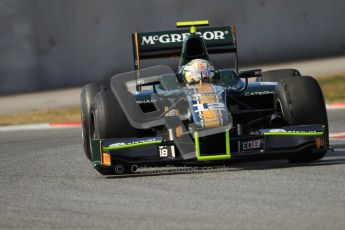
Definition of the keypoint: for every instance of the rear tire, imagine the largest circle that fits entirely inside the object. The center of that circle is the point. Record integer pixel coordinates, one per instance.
(86, 97)
(277, 75)
(302, 103)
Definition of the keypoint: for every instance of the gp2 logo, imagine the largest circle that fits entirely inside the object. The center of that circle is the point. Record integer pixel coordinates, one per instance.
(249, 145)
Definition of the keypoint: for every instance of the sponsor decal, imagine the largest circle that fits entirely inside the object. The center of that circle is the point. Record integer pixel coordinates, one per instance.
(252, 144)
(134, 142)
(209, 106)
(276, 130)
(290, 131)
(174, 38)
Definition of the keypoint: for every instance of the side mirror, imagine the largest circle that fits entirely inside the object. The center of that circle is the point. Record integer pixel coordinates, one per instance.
(250, 73)
(149, 81)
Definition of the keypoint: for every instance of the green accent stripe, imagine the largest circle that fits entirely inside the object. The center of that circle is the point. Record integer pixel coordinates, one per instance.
(293, 134)
(131, 145)
(226, 156)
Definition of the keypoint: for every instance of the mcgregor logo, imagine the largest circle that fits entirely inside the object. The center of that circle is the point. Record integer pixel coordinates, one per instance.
(172, 38)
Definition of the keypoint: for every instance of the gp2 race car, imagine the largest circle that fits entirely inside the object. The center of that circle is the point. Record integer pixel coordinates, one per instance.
(152, 117)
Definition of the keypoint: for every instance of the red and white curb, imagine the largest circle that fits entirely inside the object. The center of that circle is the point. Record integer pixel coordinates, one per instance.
(336, 105)
(40, 126)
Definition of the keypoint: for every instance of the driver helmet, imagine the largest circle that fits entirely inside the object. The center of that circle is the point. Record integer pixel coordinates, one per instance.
(198, 71)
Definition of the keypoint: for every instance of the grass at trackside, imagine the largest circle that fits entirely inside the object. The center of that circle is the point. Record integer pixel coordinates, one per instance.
(42, 116)
(333, 88)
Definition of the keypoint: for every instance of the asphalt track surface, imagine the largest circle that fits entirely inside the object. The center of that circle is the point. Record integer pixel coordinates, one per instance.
(46, 182)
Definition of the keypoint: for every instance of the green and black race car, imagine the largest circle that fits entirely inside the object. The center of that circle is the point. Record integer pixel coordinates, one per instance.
(155, 117)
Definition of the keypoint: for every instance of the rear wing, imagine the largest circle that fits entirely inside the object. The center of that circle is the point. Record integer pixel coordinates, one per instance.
(169, 43)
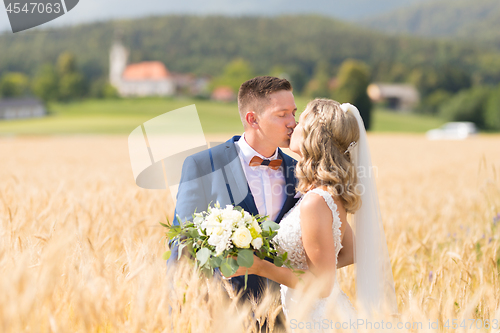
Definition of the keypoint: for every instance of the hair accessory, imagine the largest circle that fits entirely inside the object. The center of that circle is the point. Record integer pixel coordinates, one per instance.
(351, 147)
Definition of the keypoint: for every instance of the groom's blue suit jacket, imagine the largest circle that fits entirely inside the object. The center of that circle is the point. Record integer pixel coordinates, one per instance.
(215, 175)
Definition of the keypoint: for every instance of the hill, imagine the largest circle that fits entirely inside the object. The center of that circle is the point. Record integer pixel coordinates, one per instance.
(444, 18)
(98, 10)
(204, 46)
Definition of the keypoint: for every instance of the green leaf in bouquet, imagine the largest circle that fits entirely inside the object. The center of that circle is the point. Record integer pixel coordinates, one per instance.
(228, 267)
(270, 225)
(203, 255)
(181, 247)
(215, 262)
(174, 231)
(166, 255)
(193, 233)
(245, 258)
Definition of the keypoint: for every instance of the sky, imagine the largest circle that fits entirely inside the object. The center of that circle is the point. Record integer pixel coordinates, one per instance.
(102, 10)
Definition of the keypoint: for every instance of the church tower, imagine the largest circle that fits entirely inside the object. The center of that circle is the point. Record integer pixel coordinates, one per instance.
(117, 63)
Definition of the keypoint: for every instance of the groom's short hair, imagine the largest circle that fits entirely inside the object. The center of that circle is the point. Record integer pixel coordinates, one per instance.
(254, 93)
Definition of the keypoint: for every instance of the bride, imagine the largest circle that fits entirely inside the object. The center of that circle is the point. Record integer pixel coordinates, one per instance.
(335, 177)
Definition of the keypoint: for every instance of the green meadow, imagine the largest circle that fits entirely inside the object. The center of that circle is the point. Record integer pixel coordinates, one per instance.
(121, 116)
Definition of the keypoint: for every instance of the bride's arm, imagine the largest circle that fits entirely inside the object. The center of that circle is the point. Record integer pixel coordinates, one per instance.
(318, 244)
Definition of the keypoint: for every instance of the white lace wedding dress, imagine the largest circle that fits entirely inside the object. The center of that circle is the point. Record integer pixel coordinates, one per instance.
(289, 239)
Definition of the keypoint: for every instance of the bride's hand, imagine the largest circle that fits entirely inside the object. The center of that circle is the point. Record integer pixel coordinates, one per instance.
(255, 269)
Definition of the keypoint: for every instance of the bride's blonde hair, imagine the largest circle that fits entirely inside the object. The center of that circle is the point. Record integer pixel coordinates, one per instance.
(327, 133)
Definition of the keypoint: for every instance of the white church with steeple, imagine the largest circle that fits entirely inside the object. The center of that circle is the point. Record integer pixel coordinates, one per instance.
(149, 78)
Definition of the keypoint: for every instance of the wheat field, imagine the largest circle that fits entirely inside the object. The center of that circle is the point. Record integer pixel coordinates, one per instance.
(81, 246)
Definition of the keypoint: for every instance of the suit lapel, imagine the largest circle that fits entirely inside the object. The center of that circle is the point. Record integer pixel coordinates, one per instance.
(237, 180)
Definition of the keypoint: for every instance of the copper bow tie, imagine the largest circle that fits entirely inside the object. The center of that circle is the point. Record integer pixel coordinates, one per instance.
(274, 164)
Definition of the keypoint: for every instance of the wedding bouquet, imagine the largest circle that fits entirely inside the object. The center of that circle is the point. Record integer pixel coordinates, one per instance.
(218, 235)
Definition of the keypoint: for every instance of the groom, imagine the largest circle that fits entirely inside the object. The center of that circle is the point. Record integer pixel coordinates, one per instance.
(249, 170)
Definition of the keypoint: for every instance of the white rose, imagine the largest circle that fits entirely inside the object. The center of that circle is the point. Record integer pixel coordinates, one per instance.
(242, 238)
(257, 243)
(247, 217)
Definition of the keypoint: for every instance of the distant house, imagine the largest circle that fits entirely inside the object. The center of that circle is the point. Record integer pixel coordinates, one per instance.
(223, 94)
(15, 108)
(402, 97)
(149, 78)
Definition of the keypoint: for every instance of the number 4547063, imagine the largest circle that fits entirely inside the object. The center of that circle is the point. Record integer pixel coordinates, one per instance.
(34, 7)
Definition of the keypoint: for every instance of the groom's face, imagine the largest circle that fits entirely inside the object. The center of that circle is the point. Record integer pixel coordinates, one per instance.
(277, 120)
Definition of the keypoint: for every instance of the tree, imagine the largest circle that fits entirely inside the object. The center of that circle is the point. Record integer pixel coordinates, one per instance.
(234, 74)
(352, 82)
(72, 83)
(14, 85)
(46, 83)
(319, 84)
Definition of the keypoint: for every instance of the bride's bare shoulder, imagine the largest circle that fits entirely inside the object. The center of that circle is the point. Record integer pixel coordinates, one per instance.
(314, 208)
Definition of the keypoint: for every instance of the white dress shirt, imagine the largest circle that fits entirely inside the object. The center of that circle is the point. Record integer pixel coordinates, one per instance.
(267, 185)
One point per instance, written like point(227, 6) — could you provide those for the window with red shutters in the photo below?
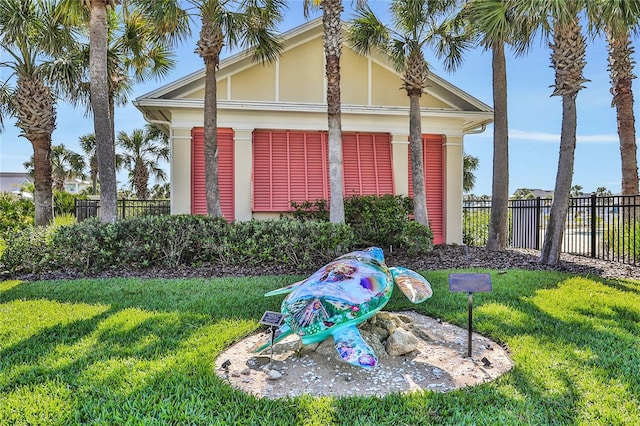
point(290, 165)
point(367, 163)
point(433, 159)
point(225, 172)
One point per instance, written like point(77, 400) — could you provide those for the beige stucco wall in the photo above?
point(396, 125)
point(278, 96)
point(301, 76)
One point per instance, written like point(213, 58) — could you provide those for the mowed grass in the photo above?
point(136, 351)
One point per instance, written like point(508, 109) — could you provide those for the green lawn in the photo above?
point(133, 351)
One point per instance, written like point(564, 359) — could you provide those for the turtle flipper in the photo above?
point(283, 331)
point(353, 349)
point(412, 284)
point(284, 290)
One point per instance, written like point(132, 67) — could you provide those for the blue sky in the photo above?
point(534, 116)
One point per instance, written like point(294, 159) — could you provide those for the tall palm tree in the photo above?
point(166, 15)
point(417, 24)
point(88, 145)
point(65, 165)
point(332, 26)
point(492, 22)
point(560, 20)
point(248, 23)
point(143, 151)
point(136, 53)
point(32, 36)
point(617, 20)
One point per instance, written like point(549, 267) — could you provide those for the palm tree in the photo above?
point(136, 53)
point(617, 19)
point(65, 165)
point(32, 36)
point(167, 18)
point(143, 150)
point(560, 20)
point(248, 23)
point(416, 25)
point(88, 145)
point(332, 26)
point(492, 23)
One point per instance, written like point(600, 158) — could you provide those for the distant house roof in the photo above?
point(11, 181)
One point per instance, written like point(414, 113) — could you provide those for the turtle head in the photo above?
point(412, 284)
point(376, 253)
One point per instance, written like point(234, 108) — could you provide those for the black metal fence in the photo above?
point(127, 209)
point(603, 227)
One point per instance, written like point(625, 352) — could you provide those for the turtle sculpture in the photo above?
point(341, 295)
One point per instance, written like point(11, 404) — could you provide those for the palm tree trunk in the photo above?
point(620, 51)
point(498, 226)
point(43, 196)
point(557, 217)
point(332, 48)
point(417, 162)
point(212, 188)
point(99, 87)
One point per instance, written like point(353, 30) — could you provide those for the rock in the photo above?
point(274, 375)
point(401, 342)
point(327, 348)
point(375, 342)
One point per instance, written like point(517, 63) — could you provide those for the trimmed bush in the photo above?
point(171, 241)
point(376, 220)
point(15, 214)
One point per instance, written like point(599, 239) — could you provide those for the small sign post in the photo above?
point(470, 283)
point(273, 320)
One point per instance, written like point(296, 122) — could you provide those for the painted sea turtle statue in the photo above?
point(339, 296)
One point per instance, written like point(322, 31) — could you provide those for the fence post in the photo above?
point(537, 227)
point(594, 222)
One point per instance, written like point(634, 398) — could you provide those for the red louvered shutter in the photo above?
point(367, 163)
point(226, 181)
point(433, 158)
point(288, 166)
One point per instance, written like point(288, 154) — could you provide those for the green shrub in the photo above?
point(29, 251)
point(307, 210)
point(475, 227)
point(171, 241)
point(64, 202)
point(376, 220)
point(15, 214)
point(415, 238)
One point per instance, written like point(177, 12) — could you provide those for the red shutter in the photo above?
point(433, 158)
point(293, 166)
point(225, 172)
point(367, 163)
point(288, 166)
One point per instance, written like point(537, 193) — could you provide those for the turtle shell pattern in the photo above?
point(346, 291)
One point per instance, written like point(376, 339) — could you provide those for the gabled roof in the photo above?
point(180, 93)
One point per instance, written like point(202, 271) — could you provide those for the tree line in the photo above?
point(69, 47)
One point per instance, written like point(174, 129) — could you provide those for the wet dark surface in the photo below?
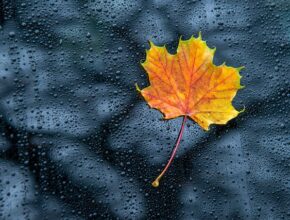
point(78, 142)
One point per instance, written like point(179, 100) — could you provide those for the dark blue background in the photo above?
point(78, 142)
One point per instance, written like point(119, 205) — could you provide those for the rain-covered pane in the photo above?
point(78, 141)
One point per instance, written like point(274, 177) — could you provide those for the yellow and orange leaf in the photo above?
point(189, 84)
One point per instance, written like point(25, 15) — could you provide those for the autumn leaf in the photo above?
point(188, 84)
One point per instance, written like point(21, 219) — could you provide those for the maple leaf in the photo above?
point(188, 84)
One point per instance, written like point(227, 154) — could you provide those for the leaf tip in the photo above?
point(155, 183)
point(137, 87)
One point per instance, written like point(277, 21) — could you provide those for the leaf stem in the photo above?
point(155, 183)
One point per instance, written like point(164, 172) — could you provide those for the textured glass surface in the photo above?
point(78, 142)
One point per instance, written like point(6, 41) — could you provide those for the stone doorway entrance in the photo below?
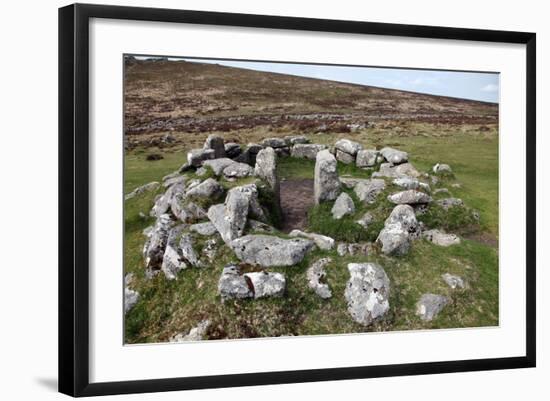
point(296, 198)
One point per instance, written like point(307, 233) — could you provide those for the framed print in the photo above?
point(249, 199)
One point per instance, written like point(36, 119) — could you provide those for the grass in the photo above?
point(168, 307)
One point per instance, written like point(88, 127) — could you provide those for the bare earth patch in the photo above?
point(296, 199)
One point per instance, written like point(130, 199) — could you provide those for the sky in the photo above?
point(466, 85)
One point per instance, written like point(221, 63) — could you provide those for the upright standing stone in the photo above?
point(326, 181)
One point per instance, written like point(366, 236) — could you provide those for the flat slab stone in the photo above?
point(266, 250)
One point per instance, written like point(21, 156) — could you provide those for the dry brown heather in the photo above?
point(186, 97)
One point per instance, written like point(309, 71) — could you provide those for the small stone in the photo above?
point(316, 276)
point(367, 292)
point(343, 206)
point(429, 306)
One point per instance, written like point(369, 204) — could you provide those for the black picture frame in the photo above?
point(74, 201)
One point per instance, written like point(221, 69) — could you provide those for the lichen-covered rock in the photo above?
point(344, 157)
point(209, 189)
point(306, 151)
point(266, 284)
point(266, 250)
point(232, 150)
point(218, 165)
point(215, 143)
point(347, 146)
point(399, 229)
point(442, 168)
point(173, 260)
point(326, 184)
point(155, 244)
point(150, 187)
point(429, 306)
point(316, 276)
point(195, 157)
point(321, 241)
point(409, 197)
point(230, 218)
point(368, 191)
point(130, 299)
point(195, 334)
point(366, 158)
point(441, 238)
point(367, 292)
point(394, 156)
point(343, 206)
point(453, 281)
point(237, 170)
point(232, 285)
point(205, 229)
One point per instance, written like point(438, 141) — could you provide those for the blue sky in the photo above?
point(467, 85)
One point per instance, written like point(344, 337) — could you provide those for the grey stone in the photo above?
point(237, 170)
point(399, 229)
point(266, 251)
point(150, 187)
point(232, 285)
point(196, 157)
point(173, 260)
point(366, 158)
point(326, 183)
point(130, 299)
point(429, 306)
point(342, 249)
point(208, 189)
point(347, 146)
point(442, 168)
point(218, 165)
point(368, 191)
point(343, 206)
point(186, 246)
point(344, 157)
point(195, 334)
point(230, 218)
point(155, 244)
point(316, 276)
point(306, 151)
point(440, 238)
point(215, 143)
point(453, 281)
point(205, 229)
point(448, 203)
point(409, 197)
point(366, 220)
point(321, 241)
point(274, 143)
point(266, 284)
point(394, 156)
point(367, 292)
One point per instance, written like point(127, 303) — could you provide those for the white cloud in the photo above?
point(490, 88)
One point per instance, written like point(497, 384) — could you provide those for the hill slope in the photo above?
point(197, 97)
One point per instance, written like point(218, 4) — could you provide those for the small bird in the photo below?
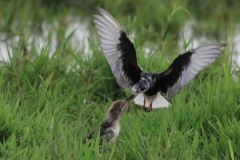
point(146, 86)
point(110, 126)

---+---

= Aim of the exercise =
Restate word for word the lines from the one containing "One point per instance, written like point(218, 4)" through the end of the material above, both included, and nothing besides; drop the pictures.

= Written response =
One point per instance, written like point(218, 4) — could you provide those for the small bird in the photo below?
point(146, 86)
point(110, 126)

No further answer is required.